**What to do:**
Pick out every line of the listing below that contains the word "black", matching case exactly.

──────────────────────────────

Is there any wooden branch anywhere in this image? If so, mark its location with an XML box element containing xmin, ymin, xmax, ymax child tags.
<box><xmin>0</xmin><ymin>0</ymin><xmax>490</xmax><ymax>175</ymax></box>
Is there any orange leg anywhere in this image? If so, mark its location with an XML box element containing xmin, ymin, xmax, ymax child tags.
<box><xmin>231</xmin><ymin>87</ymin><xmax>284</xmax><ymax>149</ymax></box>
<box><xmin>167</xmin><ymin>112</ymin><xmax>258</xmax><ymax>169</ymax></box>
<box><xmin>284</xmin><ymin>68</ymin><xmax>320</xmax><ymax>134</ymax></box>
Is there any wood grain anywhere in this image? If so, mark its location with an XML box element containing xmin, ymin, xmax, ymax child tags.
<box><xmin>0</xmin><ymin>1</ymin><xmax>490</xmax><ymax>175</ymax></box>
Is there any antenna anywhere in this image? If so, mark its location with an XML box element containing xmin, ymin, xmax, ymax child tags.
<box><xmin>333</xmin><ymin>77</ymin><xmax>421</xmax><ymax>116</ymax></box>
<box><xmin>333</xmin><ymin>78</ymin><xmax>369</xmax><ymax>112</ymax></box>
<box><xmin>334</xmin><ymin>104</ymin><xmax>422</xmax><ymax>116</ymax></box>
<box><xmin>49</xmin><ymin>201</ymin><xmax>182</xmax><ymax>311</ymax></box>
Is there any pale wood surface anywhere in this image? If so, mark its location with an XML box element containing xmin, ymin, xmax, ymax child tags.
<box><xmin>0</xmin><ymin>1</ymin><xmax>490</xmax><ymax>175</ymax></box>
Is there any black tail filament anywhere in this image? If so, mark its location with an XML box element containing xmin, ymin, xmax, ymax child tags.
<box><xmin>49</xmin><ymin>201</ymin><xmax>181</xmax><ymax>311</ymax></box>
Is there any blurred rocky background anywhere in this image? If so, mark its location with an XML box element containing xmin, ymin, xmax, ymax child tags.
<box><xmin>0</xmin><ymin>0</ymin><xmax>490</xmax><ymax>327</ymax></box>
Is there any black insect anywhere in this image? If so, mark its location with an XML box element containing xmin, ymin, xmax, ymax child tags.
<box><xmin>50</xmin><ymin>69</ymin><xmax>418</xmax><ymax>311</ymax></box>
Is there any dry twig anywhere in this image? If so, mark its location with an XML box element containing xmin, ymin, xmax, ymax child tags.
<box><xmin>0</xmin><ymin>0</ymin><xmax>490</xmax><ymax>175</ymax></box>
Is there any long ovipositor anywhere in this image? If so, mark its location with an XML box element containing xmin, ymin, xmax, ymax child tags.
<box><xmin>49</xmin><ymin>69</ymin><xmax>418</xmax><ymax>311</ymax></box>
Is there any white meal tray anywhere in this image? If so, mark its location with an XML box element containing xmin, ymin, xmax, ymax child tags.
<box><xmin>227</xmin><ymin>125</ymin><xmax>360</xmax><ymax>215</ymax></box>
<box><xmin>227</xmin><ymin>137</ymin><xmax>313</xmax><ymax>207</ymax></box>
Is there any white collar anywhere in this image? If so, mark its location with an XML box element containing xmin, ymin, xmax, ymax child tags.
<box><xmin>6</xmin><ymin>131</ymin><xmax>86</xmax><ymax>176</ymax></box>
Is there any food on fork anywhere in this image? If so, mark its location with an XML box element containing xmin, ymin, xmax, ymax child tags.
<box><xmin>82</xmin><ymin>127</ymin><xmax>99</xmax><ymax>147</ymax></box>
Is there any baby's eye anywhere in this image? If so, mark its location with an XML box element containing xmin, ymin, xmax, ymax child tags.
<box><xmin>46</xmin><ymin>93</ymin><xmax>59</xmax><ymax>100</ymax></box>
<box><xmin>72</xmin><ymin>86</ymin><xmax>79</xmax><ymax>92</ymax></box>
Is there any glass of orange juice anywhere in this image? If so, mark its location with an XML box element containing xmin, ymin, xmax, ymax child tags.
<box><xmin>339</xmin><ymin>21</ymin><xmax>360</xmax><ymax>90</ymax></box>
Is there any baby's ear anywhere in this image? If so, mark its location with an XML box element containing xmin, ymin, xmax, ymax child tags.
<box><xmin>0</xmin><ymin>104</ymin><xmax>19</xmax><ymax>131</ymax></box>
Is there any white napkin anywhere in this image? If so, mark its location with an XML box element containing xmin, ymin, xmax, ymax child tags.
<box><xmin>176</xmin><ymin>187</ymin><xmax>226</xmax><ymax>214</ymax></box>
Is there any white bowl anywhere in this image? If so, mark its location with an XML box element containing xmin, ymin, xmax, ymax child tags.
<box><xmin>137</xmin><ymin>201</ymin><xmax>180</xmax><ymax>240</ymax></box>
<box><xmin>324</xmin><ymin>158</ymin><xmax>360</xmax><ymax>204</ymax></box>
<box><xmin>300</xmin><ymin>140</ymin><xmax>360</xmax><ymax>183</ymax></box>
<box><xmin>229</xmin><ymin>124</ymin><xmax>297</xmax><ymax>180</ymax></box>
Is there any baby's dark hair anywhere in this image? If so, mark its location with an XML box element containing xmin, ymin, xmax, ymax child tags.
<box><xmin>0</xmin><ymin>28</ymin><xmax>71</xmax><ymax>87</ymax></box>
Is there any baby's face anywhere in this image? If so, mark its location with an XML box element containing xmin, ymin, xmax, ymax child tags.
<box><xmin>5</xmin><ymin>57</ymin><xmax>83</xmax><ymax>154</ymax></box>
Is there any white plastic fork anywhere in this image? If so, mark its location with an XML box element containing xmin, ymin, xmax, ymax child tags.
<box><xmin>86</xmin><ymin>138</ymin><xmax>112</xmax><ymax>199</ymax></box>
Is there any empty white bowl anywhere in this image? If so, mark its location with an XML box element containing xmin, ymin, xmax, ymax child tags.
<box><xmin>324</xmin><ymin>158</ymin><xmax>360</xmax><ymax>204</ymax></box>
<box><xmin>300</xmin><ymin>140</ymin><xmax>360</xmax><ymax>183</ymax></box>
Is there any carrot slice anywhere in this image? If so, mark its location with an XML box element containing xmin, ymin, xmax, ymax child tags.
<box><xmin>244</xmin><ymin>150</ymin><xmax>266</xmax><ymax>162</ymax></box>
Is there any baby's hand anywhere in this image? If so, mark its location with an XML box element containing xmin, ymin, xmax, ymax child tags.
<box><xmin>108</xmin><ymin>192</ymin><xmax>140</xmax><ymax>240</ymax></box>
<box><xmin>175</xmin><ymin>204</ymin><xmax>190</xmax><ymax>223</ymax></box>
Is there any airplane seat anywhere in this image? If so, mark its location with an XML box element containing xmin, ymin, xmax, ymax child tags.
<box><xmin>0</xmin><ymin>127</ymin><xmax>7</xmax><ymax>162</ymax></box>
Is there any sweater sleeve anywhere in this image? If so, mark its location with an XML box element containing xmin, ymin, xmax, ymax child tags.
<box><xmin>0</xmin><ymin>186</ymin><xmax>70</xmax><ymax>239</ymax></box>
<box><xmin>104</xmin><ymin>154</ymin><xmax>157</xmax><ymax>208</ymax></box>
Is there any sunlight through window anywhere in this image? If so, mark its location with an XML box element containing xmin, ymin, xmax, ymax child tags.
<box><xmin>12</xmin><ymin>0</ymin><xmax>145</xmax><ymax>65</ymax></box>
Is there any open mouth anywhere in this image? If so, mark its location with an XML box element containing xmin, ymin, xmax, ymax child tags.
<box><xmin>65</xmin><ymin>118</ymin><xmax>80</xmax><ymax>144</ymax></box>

──────────────────────────────

**Solution for this task:**
Is there any black tail filament anywhere in this image? If so, mark its location with an XML box element containing xmin, ymin, xmax, ymax child tags.
Is there any black insect anywhere in this image? If so, mark its location with an XML box element containing xmin, ymin, xmax, ymax child tags.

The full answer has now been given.